**EXERCISE OBJECTIVE**:
What lines in the listing below hold the string "surface"? Please copy them out.

**TASK INPUTS**:
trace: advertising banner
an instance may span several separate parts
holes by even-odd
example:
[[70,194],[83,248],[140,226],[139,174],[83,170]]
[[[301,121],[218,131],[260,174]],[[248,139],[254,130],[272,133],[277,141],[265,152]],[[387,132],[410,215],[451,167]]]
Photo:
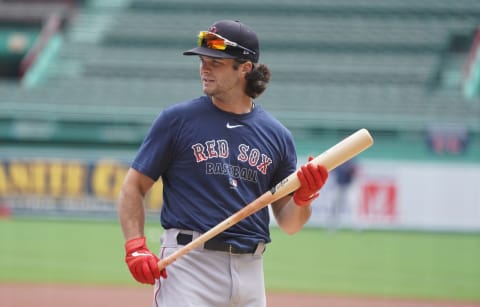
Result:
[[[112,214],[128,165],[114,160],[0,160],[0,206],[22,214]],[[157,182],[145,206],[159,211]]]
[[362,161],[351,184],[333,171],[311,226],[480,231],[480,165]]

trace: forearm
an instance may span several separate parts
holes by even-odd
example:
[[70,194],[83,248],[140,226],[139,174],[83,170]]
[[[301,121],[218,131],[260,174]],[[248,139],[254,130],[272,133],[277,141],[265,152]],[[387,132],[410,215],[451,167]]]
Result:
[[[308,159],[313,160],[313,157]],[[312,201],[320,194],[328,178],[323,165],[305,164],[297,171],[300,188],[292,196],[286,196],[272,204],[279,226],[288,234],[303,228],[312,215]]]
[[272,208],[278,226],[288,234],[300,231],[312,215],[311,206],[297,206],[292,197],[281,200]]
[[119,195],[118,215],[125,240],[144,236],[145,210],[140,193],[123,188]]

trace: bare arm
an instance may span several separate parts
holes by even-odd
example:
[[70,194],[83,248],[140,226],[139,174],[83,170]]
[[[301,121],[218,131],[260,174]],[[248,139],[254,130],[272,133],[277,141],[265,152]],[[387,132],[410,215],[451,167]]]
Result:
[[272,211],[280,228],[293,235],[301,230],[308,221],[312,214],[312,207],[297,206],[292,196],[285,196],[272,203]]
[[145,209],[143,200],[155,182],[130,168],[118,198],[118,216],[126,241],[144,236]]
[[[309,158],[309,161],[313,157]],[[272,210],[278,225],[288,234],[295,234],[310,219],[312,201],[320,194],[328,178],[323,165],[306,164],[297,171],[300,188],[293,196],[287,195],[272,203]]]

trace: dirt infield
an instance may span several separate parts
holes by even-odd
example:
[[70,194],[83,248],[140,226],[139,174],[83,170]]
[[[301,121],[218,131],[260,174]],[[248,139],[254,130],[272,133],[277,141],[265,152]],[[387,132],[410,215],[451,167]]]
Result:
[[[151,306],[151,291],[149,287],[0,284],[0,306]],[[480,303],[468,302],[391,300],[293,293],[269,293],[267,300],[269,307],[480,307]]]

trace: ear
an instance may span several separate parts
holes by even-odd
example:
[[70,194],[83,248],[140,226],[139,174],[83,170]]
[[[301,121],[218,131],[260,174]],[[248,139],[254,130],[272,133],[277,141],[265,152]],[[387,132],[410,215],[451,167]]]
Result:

---

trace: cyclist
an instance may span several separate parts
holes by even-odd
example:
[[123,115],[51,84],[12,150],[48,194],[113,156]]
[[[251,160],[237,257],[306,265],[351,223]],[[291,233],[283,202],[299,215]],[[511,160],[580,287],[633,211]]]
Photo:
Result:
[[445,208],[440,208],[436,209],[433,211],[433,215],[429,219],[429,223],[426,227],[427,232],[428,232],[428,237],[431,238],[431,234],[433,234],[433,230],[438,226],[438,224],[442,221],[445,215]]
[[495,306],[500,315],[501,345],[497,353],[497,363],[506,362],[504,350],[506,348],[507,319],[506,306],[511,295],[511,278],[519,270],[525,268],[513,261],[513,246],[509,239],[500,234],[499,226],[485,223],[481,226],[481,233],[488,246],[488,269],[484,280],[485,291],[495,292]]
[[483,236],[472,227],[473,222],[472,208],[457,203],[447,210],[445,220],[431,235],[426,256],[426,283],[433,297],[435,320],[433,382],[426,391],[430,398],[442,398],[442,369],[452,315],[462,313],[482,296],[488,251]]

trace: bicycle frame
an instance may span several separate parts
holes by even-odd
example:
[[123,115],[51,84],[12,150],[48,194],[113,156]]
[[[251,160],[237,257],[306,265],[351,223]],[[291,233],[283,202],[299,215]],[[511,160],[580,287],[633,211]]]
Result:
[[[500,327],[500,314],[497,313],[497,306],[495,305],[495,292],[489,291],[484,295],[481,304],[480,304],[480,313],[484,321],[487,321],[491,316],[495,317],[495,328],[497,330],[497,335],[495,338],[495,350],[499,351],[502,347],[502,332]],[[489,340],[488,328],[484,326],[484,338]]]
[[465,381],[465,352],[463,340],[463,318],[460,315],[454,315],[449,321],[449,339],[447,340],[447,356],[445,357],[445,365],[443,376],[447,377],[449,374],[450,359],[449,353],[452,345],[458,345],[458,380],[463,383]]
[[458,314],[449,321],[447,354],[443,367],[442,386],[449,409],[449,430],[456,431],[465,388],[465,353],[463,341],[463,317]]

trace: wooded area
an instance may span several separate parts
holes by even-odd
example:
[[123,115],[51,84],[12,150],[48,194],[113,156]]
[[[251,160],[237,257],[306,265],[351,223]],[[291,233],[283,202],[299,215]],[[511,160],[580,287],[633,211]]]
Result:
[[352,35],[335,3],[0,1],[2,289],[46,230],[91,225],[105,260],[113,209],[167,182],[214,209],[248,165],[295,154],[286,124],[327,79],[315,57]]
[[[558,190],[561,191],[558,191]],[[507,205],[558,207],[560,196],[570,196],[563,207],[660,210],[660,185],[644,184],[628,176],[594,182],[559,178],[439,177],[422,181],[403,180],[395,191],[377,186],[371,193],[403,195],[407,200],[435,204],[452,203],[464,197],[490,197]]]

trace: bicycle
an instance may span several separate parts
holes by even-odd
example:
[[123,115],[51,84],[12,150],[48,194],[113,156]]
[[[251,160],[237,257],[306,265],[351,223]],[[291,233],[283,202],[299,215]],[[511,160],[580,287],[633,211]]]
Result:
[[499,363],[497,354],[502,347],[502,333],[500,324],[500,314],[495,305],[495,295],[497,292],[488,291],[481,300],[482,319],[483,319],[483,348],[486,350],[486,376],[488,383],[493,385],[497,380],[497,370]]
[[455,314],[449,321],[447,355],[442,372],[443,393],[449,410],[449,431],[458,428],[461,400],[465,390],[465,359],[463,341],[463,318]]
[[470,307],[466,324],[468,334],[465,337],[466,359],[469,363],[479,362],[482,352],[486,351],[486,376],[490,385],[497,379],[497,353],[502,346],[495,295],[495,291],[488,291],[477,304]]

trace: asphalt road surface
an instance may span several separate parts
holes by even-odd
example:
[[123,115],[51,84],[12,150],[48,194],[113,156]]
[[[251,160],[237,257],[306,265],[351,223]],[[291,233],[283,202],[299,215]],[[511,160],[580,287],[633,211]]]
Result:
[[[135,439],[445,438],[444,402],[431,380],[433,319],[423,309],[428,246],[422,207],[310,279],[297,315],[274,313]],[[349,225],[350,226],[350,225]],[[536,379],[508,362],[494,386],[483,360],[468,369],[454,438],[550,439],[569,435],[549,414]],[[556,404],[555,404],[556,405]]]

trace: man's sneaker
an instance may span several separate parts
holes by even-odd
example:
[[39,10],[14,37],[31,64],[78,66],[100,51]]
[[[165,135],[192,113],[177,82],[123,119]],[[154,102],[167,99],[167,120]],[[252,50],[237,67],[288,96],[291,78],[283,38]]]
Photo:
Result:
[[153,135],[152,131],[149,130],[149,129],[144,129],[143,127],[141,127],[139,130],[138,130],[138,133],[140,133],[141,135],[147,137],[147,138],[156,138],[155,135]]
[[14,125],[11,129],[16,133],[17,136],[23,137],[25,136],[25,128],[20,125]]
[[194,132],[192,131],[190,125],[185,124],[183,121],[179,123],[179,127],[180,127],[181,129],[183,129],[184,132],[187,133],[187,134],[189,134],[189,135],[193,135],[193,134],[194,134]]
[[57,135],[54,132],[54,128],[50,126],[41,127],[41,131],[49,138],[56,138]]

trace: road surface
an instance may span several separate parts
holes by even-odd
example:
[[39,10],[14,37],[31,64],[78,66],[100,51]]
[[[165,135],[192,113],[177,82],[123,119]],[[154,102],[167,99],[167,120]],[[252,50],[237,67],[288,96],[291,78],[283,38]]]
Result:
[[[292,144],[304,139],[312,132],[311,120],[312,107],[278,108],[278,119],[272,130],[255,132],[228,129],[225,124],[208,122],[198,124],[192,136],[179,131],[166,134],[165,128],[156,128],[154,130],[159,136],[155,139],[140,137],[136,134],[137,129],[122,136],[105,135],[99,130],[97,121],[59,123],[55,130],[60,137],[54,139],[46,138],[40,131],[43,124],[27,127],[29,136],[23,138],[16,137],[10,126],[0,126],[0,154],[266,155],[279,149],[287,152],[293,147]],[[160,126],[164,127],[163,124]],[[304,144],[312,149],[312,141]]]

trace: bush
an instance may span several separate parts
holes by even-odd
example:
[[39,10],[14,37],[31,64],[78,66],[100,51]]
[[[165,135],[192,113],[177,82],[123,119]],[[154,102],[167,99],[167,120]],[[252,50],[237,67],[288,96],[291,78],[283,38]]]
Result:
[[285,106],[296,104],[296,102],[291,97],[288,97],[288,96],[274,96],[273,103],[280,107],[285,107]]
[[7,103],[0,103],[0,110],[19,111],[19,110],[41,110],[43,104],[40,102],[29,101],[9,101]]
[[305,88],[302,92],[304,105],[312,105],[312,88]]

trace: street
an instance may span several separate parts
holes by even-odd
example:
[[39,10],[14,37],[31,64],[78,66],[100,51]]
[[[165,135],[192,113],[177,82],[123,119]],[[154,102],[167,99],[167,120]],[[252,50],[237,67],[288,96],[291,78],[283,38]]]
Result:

**EXERCISE RESULT**:
trace: asphalt road surface
trace: road surface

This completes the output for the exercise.